(Dataset content)

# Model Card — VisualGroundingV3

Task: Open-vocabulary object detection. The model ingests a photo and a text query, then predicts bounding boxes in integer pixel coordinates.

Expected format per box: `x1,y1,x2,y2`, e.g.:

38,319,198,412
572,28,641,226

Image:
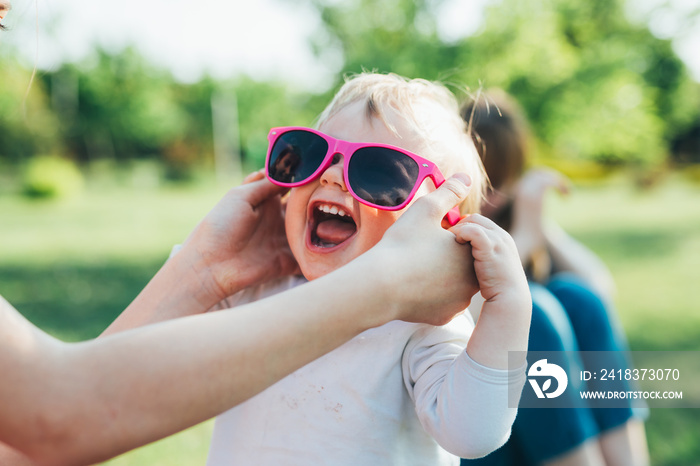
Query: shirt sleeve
402,315,527,459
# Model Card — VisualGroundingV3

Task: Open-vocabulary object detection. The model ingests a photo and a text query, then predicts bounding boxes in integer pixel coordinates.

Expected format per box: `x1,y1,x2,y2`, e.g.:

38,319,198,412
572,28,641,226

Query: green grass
549,176,700,465
103,421,214,466
0,183,227,340
1,173,699,464
548,178,700,351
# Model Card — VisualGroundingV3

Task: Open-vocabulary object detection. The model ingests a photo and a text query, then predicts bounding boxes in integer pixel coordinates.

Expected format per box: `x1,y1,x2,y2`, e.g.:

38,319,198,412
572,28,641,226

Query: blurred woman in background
460,89,650,466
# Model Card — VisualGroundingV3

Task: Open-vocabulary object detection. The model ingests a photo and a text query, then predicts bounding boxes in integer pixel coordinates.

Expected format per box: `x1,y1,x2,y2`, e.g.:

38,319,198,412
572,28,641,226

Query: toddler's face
284,101,437,280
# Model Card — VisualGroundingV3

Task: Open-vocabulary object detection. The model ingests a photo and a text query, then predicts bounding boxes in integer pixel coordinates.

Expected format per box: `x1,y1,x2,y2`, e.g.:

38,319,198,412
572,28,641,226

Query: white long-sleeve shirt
206,276,526,465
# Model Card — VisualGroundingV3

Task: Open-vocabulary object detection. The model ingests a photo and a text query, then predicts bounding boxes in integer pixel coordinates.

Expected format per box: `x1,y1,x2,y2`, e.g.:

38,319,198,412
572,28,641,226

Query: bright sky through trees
2,0,698,90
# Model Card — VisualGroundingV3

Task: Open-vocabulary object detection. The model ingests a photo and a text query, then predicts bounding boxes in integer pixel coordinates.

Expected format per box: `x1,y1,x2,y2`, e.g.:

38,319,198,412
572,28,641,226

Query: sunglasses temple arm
445,207,461,226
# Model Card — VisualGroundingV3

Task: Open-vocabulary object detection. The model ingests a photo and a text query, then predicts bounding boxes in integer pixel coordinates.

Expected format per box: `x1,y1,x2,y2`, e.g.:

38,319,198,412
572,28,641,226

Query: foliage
233,76,323,168
466,0,698,165
0,59,63,162
307,0,456,81
305,0,700,166
1,50,315,179
21,155,84,199
45,48,190,165
1,0,700,179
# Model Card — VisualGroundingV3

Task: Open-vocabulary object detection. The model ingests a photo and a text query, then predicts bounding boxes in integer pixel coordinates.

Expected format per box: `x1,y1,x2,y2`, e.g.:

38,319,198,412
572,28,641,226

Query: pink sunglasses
265,126,461,225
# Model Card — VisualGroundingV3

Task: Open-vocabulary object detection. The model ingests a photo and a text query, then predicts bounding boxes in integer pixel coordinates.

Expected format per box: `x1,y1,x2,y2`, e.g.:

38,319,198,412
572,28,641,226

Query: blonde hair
316,72,486,214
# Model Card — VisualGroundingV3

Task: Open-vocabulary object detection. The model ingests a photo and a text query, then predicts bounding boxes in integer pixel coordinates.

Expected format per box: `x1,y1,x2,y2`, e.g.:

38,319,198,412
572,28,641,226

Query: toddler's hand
450,214,529,305
181,174,299,304
451,213,531,370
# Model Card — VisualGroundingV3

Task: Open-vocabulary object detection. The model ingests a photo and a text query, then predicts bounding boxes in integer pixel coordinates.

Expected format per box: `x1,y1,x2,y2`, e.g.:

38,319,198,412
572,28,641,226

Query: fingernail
453,173,472,187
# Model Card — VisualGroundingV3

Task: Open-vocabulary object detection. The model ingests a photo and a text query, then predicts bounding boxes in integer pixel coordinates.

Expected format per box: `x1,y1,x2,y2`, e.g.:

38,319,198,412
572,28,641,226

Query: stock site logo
527,359,568,399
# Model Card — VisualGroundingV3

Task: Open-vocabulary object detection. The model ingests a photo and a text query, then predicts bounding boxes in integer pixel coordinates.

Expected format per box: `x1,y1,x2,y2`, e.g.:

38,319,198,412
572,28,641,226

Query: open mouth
310,202,357,249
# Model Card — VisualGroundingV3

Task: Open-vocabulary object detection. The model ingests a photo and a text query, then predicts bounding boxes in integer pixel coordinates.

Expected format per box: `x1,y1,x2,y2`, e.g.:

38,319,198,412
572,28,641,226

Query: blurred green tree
304,0,700,167
462,0,700,165
233,76,323,168
30,51,321,178
43,48,187,166
308,0,458,81
4,0,699,178
0,59,62,164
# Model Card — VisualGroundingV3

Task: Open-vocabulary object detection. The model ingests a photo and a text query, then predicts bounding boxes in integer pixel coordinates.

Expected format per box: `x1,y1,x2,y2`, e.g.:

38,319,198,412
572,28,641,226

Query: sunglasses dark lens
268,130,329,184
348,147,420,207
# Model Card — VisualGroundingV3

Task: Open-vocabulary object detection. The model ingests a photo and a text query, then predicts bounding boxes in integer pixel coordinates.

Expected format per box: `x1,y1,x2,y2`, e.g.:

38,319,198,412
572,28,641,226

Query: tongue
315,219,356,245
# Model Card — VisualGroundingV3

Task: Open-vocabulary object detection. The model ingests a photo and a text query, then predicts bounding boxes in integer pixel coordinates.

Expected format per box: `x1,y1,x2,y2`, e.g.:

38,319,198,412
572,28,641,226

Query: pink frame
265,126,461,225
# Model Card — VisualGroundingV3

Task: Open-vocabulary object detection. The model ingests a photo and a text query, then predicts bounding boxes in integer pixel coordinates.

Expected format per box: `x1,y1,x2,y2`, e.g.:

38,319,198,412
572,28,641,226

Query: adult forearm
13,257,391,466
508,229,542,266
544,223,616,301
100,248,230,336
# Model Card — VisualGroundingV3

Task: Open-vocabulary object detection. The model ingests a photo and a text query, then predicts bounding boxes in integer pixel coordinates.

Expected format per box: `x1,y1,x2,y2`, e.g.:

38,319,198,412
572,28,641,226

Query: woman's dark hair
459,89,531,192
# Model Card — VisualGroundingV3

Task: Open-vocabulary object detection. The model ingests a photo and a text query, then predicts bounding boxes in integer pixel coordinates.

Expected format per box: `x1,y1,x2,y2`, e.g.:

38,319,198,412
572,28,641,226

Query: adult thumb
406,173,472,223
240,177,289,208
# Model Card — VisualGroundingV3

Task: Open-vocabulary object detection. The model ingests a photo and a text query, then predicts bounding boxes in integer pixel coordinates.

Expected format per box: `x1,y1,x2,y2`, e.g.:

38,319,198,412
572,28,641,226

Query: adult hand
363,174,479,326
180,171,300,306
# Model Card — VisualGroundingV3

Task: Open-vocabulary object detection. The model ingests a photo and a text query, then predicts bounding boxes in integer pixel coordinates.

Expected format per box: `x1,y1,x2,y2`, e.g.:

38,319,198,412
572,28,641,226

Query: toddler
206,73,531,465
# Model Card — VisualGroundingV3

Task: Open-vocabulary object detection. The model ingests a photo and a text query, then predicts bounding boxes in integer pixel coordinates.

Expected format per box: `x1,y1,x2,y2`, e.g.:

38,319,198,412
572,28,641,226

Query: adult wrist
349,249,401,326
166,247,227,312
99,249,225,336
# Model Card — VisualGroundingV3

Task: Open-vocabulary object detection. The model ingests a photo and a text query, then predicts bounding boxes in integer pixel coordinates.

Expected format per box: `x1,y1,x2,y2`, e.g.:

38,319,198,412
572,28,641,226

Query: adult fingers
243,169,265,184
404,173,472,224
236,177,289,208
553,171,571,195
524,168,570,197
537,169,570,195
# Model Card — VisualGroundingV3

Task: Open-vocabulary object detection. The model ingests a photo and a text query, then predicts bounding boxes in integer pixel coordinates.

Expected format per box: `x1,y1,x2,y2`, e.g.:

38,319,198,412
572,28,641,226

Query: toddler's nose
319,153,346,190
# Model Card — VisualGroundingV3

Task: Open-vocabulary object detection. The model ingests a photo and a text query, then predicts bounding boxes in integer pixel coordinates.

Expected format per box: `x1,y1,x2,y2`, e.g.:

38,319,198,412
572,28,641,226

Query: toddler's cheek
284,188,307,221
359,208,401,247
283,191,307,243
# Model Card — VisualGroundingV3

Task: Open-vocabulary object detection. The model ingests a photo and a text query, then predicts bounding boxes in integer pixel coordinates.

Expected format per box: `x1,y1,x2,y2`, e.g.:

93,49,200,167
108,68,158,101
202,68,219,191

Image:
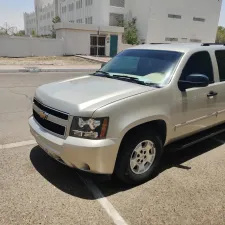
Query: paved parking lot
1,72,225,225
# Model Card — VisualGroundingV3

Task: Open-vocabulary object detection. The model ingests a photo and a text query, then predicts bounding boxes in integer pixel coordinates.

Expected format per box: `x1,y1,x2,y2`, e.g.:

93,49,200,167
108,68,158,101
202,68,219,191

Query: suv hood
35,75,155,116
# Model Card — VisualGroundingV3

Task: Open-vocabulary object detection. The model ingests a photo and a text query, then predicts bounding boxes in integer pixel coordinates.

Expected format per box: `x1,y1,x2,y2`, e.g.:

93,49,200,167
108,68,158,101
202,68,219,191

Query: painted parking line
77,173,128,225
0,140,36,150
2,138,127,225
1,139,127,224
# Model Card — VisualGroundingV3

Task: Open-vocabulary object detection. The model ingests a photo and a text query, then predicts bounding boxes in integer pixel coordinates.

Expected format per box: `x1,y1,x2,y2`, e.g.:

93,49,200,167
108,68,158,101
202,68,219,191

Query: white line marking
77,173,128,225
211,137,225,144
0,140,36,150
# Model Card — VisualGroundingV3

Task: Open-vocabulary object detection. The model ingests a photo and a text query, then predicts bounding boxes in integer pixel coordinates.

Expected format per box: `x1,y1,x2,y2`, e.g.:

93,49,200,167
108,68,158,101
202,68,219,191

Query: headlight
69,117,109,139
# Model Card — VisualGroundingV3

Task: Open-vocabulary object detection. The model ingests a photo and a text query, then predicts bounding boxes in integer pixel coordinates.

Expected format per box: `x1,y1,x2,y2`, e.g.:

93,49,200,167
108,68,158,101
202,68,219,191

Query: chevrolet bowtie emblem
39,111,49,120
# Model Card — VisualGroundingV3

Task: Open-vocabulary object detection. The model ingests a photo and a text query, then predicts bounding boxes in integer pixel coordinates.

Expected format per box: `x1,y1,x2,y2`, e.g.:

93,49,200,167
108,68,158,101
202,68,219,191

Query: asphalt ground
0,72,225,225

(End Dataset content)

▶ [The problem]: Copy, exactly and with nothing added, the lines from the one containing "Query: painted parking line" through the end of the records.

▶ [Response to this task]:
Query: painted parking line
77,173,128,225
0,140,36,150
2,138,127,225
1,139,127,224
# Model Card — VisualGroundingV3

Task: Open-vocabulary object detection. The model ingests a photo and a text query, then predicts bounding boxes in integer pixel coordinates.

Expected format per box: `x1,y1,x2,y2`, e.g.:

93,49,200,167
108,68,158,101
202,68,219,191

Query: white line marking
77,173,128,225
211,137,225,144
0,140,36,150
# Model Card — VisualGroundingV3

Task: Open-vocabulary object detection. The model ingests a photo and a text query, then predicts bounding boxes in integer pixel coordinates.

Expected format per box: `x1,y1,x2,y2`, e.g.:

93,49,200,167
108,68,158,101
202,68,219,191

Query: headlight
69,117,109,139
# Model Card — VisualGroundingV3

Task: Open-vocabulary object detection. The model ingests a photo and a text query, then predicts bounding boxes in integer pixel coordinates.

Expected format per box: `x1,y1,x2,y2`, e.g.:

93,49,200,167
108,68,158,101
202,68,219,191

Query: chevrolet bowtie emblem
39,111,49,120
# Model Card — VisualGroundingV3

Task: Open-vocabulary object detection. The model ingests a photo and a text query, then predicts bounding boxes in integer pixel coordinates.

Expected format per box: `x1,y1,x2,y2`, e.g.:

93,49,200,167
108,68,158,101
202,68,219,191

Query: asphalt ground
0,72,225,225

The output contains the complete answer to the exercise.